## Set problem
Omit the images, then output each of the records below exactly.

## Given records
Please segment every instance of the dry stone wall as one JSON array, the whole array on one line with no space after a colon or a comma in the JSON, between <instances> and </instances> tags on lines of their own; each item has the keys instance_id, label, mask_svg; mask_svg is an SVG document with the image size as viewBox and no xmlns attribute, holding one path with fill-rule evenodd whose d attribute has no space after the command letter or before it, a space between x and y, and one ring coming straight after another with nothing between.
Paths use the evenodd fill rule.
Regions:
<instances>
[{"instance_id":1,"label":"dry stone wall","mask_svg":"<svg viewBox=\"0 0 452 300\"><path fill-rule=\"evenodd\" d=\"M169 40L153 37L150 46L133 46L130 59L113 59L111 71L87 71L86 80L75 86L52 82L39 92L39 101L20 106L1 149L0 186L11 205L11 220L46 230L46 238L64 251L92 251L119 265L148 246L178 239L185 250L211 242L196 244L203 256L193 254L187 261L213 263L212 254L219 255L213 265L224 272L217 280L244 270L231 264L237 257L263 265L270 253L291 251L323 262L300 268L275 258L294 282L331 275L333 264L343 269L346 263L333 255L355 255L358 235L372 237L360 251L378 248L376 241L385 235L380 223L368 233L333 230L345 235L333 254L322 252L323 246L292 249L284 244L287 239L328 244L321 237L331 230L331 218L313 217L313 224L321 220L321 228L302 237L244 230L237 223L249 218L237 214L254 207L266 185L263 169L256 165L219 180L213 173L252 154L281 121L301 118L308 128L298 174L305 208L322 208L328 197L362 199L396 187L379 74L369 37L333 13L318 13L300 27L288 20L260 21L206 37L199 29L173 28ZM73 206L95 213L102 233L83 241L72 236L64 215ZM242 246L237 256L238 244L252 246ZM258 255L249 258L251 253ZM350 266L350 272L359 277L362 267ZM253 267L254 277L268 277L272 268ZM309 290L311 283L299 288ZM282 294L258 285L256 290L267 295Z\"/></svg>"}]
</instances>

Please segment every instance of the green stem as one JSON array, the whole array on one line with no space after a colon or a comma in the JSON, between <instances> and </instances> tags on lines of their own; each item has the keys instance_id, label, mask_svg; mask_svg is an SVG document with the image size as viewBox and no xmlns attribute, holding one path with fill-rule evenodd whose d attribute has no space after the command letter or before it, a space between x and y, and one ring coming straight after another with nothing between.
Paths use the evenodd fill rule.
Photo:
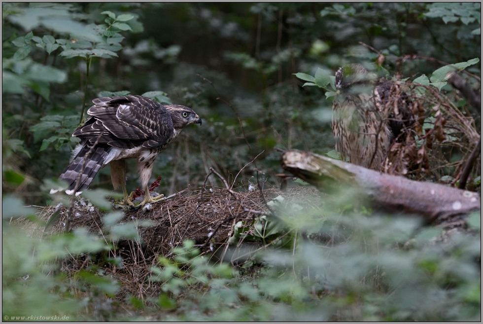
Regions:
<instances>
[{"instance_id":1,"label":"green stem","mask_svg":"<svg viewBox=\"0 0 483 324\"><path fill-rule=\"evenodd\" d=\"M79 125L82 125L82 122L84 121L84 112L86 110L86 98L87 98L87 86L89 85L89 70L91 68L91 60L92 57L88 56L87 56L87 59L86 60L86 64L87 65L87 73L86 73L86 82L84 85L84 98L82 99L82 111L80 113L80 121L79 122Z\"/></svg>"}]
</instances>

## Response to the exercise
Please segment every instance of the dry stone wall as one JSON array, the whole array on one line with no space after a colon or a comma in the JSON, between <instances> and </instances> tags on lines of their own; each item has the keys instance_id, label, mask_svg; mask_svg is an SVG document with the image size as viewBox and no xmlns attribute, holding one path with fill-rule evenodd whose d attribute has no space after the command letter or before it, a space between x and y, and one ring coming straight after another with nothing between.
Paths use the evenodd fill rule.
Regions:
<instances>
[{"instance_id":1,"label":"dry stone wall","mask_svg":"<svg viewBox=\"0 0 452 300\"><path fill-rule=\"evenodd\" d=\"M169 40L153 37L150 46L133 46L130 59L113 59L111 71L87 71L86 80L75 86L52 82L39 92L39 101L20 106L1 149L0 186L11 205L11 220L46 230L46 238L64 251L92 251L119 265L148 246L178 239L185 250L211 242L196 244L203 256L193 254L187 261L213 263L212 254L219 255L213 265L224 272L217 280L244 270L231 264L237 257L263 265L270 253L291 251L323 262L300 268L275 258L294 282L331 275L333 264L343 269L346 263L333 255L355 255L358 235L372 237L360 251L378 248L376 241L385 235L380 223L368 233L333 230L345 235L333 254L322 252L323 246L292 249L284 244L287 239L328 244L321 237L331 230L331 218L313 217L313 224L321 220L321 228L302 237L244 230L237 223L249 218L237 214L254 207L266 185L263 169L256 165L219 180L213 173L252 154L281 121L301 118L308 128L298 174L305 208L322 208L328 197L362 199L396 187L379 74L369 37L333 13L318 13L300 27L288 20L260 21L206 37L199 29L173 28ZM73 206L95 213L102 233L83 241L72 236L64 215ZM242 246L237 256L238 244L252 246ZM258 255L249 258L251 253ZM350 266L350 272L359 277L362 267ZM253 267L254 277L268 277L272 268ZM309 290L311 283L299 288ZM282 294L258 285L256 290L267 295Z\"/></svg>"}]
</instances>

Please segment every instance of the green stem as one JSON array, the whole array on one line with no space after a colon or a comma in the JSON, between <instances> and </instances> tags on lines of their own; each item has the keys instance_id, label, mask_svg; mask_svg is an SVG document with the image size as viewBox and no xmlns attribute, holding one path with fill-rule evenodd whose d attribute has no space after the command letter or before it, a space between x and y, and one ring coming straight after another with nothing between.
Paths use the evenodd fill rule.
Photo:
Regions:
<instances>
[{"instance_id":1,"label":"green stem","mask_svg":"<svg viewBox=\"0 0 483 324\"><path fill-rule=\"evenodd\" d=\"M79 125L82 125L82 122L84 121L84 112L86 110L86 98L87 98L87 86L89 85L89 70L91 68L91 60L92 57L88 56L87 56L87 59L86 60L86 64L87 65L87 73L86 73L86 82L84 85L84 98L82 99L82 111L80 113L80 121L79 122Z\"/></svg>"}]
</instances>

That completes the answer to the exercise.